● EXERCISE BRIEF
Lay out every entry below as a Markdown table with two columns, Row for the row number and Content for the line, skipping blank lines. Leave the pictures out.

---------- EXCERPTED RECORDS ----------

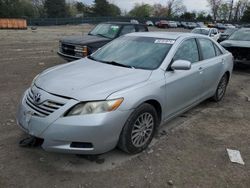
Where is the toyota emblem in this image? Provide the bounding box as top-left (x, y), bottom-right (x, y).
top-left (34, 93), bottom-right (41, 103)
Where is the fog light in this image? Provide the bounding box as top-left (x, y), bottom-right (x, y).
top-left (70, 142), bottom-right (93, 148)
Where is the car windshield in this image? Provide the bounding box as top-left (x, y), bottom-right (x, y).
top-left (223, 29), bottom-right (237, 35)
top-left (89, 36), bottom-right (175, 70)
top-left (89, 24), bottom-right (120, 39)
top-left (192, 29), bottom-right (209, 35)
top-left (229, 30), bottom-right (250, 41)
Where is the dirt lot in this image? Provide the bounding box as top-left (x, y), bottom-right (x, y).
top-left (0, 25), bottom-right (250, 188)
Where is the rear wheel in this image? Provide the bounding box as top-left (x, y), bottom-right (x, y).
top-left (213, 74), bottom-right (229, 102)
top-left (118, 104), bottom-right (158, 154)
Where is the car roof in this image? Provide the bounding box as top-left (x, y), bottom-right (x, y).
top-left (126, 32), bottom-right (197, 40)
top-left (100, 22), bottom-right (145, 26)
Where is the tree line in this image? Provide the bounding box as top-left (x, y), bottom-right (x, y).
top-left (0, 0), bottom-right (250, 22)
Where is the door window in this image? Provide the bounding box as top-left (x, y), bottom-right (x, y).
top-left (199, 39), bottom-right (216, 60)
top-left (120, 25), bottom-right (135, 35)
top-left (137, 25), bottom-right (148, 32)
top-left (173, 39), bottom-right (199, 63)
top-left (214, 44), bottom-right (222, 56)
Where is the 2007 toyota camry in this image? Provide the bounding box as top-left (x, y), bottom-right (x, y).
top-left (17, 32), bottom-right (233, 154)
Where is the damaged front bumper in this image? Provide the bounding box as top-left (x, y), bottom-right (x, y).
top-left (17, 88), bottom-right (131, 154)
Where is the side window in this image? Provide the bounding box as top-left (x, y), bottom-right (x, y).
top-left (173, 39), bottom-right (199, 63)
top-left (137, 25), bottom-right (148, 32)
top-left (214, 44), bottom-right (222, 56)
top-left (120, 25), bottom-right (135, 36)
top-left (199, 39), bottom-right (216, 59)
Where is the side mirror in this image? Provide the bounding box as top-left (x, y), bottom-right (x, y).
top-left (171, 60), bottom-right (191, 70)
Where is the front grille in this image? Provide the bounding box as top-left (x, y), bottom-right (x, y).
top-left (60, 43), bottom-right (75, 56)
top-left (226, 47), bottom-right (250, 60)
top-left (25, 89), bottom-right (64, 117)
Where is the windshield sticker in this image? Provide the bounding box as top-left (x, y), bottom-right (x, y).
top-left (155, 39), bottom-right (175, 44)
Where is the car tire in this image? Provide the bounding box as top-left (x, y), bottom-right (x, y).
top-left (212, 74), bottom-right (229, 102)
top-left (118, 103), bottom-right (159, 154)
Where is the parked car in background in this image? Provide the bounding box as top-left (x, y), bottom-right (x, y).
top-left (146, 20), bottom-right (154, 26)
top-left (218, 28), bottom-right (238, 42)
top-left (207, 22), bottom-right (216, 28)
top-left (176, 21), bottom-right (182, 27)
top-left (220, 28), bottom-right (250, 64)
top-left (181, 22), bottom-right (188, 29)
top-left (187, 22), bottom-right (197, 29)
top-left (215, 23), bottom-right (226, 32)
top-left (225, 24), bottom-right (236, 29)
top-left (191, 28), bottom-right (220, 41)
top-left (130, 19), bottom-right (139, 24)
top-left (168, 21), bottom-right (178, 28)
top-left (155, 20), bottom-right (168, 28)
top-left (58, 22), bottom-right (148, 61)
top-left (196, 22), bottom-right (207, 28)
top-left (17, 32), bottom-right (233, 154)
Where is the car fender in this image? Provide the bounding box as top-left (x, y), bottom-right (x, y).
top-left (107, 69), bottom-right (166, 110)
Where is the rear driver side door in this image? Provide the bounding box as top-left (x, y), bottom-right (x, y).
top-left (165, 38), bottom-right (203, 119)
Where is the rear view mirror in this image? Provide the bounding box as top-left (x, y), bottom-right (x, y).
top-left (171, 60), bottom-right (191, 70)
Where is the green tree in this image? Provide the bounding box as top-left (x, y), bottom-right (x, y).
top-left (0, 0), bottom-right (35, 18)
top-left (241, 6), bottom-right (250, 22)
top-left (129, 4), bottom-right (153, 17)
top-left (44, 0), bottom-right (69, 18)
top-left (109, 4), bottom-right (121, 16)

----------

● FULL ANSWER
| Row | Content |
|---|---|
| 1 | Where is the toyota emblem in this image? Provide the bounding box as top-left (x, y), bottom-right (x, y). |
| 2 | top-left (34, 93), bottom-right (41, 103) |
| 3 | Where is the fog light in this image? Provide the bounding box as top-left (x, y), bottom-right (x, y). |
| 4 | top-left (70, 142), bottom-right (93, 148) |
| 5 | Where is the car windshield in this image? Provide the bounding box as top-left (x, y), bottom-right (x, y). |
| 6 | top-left (223, 29), bottom-right (237, 35) |
| 7 | top-left (89, 36), bottom-right (175, 70) |
| 8 | top-left (89, 24), bottom-right (120, 39) |
| 9 | top-left (192, 29), bottom-right (209, 35) |
| 10 | top-left (229, 30), bottom-right (250, 41) |
| 11 | Where is the dirt lot in this image? Provide the bounding box as top-left (x, y), bottom-right (x, y). |
| 12 | top-left (0, 25), bottom-right (250, 188) |
| 13 | Where is the rear wheel in this image? Provide the bounding box as top-left (x, y), bottom-right (x, y). |
| 14 | top-left (213, 74), bottom-right (229, 102) |
| 15 | top-left (118, 104), bottom-right (158, 154) |
| 16 | Where is the car roof in this image? Provide the bounding box as top-left (x, y), bottom-right (x, y). |
| 17 | top-left (126, 32), bottom-right (197, 40) |
| 18 | top-left (100, 22), bottom-right (145, 26) |
| 19 | Where is the tree line in this image? Provide the bounding box as top-left (x, y), bottom-right (x, y). |
| 20 | top-left (0, 0), bottom-right (250, 22) |
| 21 | Where is the door window in this image? Provide the bounding box as top-left (x, y), bottom-right (x, y). |
| 22 | top-left (199, 39), bottom-right (216, 60) |
| 23 | top-left (120, 25), bottom-right (135, 35) |
| 24 | top-left (137, 25), bottom-right (148, 32) |
| 25 | top-left (173, 39), bottom-right (199, 63) |
| 26 | top-left (214, 44), bottom-right (222, 56) |
| 27 | Where is the 2007 toyota camry in this image? Provide the bounding box as top-left (x, y), bottom-right (x, y). |
| 28 | top-left (17, 32), bottom-right (233, 154) |
| 29 | Where is the damaged front bumper in this image? Provide the bounding box as top-left (x, y), bottom-right (x, y). |
| 30 | top-left (17, 88), bottom-right (131, 154) |
| 31 | Where is the side window in this image? Provide the bounding box as top-left (x, y), bottom-right (x, y). |
| 32 | top-left (173, 39), bottom-right (199, 63) |
| 33 | top-left (137, 25), bottom-right (148, 32) |
| 34 | top-left (214, 44), bottom-right (222, 56) |
| 35 | top-left (120, 25), bottom-right (135, 36) |
| 36 | top-left (199, 39), bottom-right (216, 59) |
| 37 | Where is the side mirror in this image? Provide the bounding box as top-left (x, y), bottom-right (x, y). |
| 38 | top-left (171, 60), bottom-right (191, 70) |
| 39 | Where is the front grille in this image? Provide the bounding box as top-left (x, y), bottom-right (x, y). |
| 40 | top-left (60, 43), bottom-right (75, 56) |
| 41 | top-left (226, 47), bottom-right (250, 60) |
| 42 | top-left (25, 89), bottom-right (64, 117) |
| 43 | Where is the windshield sticker in this image? Provide the bounding box as top-left (x, y), bottom-right (x, y). |
| 44 | top-left (155, 39), bottom-right (175, 44) |
| 45 | Where is the car tire in this image? Provide the bounding box as top-left (x, y), bottom-right (x, y). |
| 46 | top-left (212, 74), bottom-right (229, 102) |
| 47 | top-left (118, 103), bottom-right (159, 154) |
| 48 | Where is the parked car in background in this image? Provide the bounding box as top-left (x, y), bottom-right (x, y). |
| 49 | top-left (146, 20), bottom-right (154, 26) |
| 50 | top-left (218, 28), bottom-right (238, 42) |
| 51 | top-left (207, 22), bottom-right (216, 28) |
| 52 | top-left (176, 21), bottom-right (182, 27) |
| 53 | top-left (220, 28), bottom-right (250, 64) |
| 54 | top-left (181, 22), bottom-right (188, 29) |
| 55 | top-left (187, 22), bottom-right (197, 29) |
| 56 | top-left (215, 23), bottom-right (226, 32) |
| 57 | top-left (225, 24), bottom-right (236, 29) |
| 58 | top-left (191, 28), bottom-right (220, 41) |
| 59 | top-left (130, 19), bottom-right (139, 24) |
| 60 | top-left (168, 21), bottom-right (178, 28) |
| 61 | top-left (155, 20), bottom-right (168, 28) |
| 62 | top-left (58, 22), bottom-right (148, 61) |
| 63 | top-left (196, 22), bottom-right (207, 28) |
| 64 | top-left (17, 32), bottom-right (233, 154) |
| 65 | Where is the car fender in this image? Provide the bounding box as top-left (x, y), bottom-right (x, y). |
| 66 | top-left (107, 69), bottom-right (166, 110) |
| 67 | Where is the rear driver side door in this image? Provide the bounding box as top-left (x, y), bottom-right (x, y). |
| 68 | top-left (165, 38), bottom-right (203, 119) |
| 69 | Where is the rear view mirror in this image? Provide the bounding box as top-left (x, y), bottom-right (x, y). |
| 70 | top-left (171, 60), bottom-right (191, 70) |
| 71 | Where is the green tree in this image? Provide the bounding box as top-left (x, y), bottom-right (x, y). |
| 72 | top-left (0, 0), bottom-right (35, 18) |
| 73 | top-left (241, 6), bottom-right (250, 22) |
| 74 | top-left (129, 4), bottom-right (153, 17) |
| 75 | top-left (44, 0), bottom-right (69, 18) |
| 76 | top-left (109, 4), bottom-right (121, 16) |